**What you will do:**
Once you find the line that contains "Target: snow-capped mountain", transcribe it and each line after it through the end of the listing, exactly as written.

**Data excerpts:**
┄┄┄┄┄┄┄┄┄┄

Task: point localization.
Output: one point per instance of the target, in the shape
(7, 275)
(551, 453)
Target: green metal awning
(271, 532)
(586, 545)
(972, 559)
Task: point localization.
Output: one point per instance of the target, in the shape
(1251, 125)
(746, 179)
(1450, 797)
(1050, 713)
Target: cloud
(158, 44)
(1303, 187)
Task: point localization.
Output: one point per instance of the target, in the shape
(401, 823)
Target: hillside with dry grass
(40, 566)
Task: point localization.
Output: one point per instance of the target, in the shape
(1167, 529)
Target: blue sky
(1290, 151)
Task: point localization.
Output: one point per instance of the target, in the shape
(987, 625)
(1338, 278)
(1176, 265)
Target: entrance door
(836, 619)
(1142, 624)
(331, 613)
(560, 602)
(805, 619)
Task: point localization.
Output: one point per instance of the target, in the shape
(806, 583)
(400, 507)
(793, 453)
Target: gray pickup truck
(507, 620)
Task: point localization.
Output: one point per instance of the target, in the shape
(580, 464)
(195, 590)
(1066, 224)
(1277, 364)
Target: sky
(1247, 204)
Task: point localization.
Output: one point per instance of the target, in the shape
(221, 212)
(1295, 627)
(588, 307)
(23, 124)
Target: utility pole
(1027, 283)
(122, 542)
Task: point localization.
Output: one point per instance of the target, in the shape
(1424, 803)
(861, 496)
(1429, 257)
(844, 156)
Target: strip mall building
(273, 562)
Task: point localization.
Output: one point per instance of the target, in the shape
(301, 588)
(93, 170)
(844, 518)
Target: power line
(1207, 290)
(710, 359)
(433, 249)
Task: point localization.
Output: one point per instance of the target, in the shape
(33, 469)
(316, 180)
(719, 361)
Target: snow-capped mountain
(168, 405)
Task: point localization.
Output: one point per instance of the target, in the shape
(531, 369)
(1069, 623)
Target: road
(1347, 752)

┄┄┄┄┄┄┄┄┄┄

**Exercise result:**
Target: snow-capped mountain
(168, 405)
Task: point localization.
Output: one point per instance of the target, in the shape
(531, 369)
(1069, 623)
Target: road
(1347, 752)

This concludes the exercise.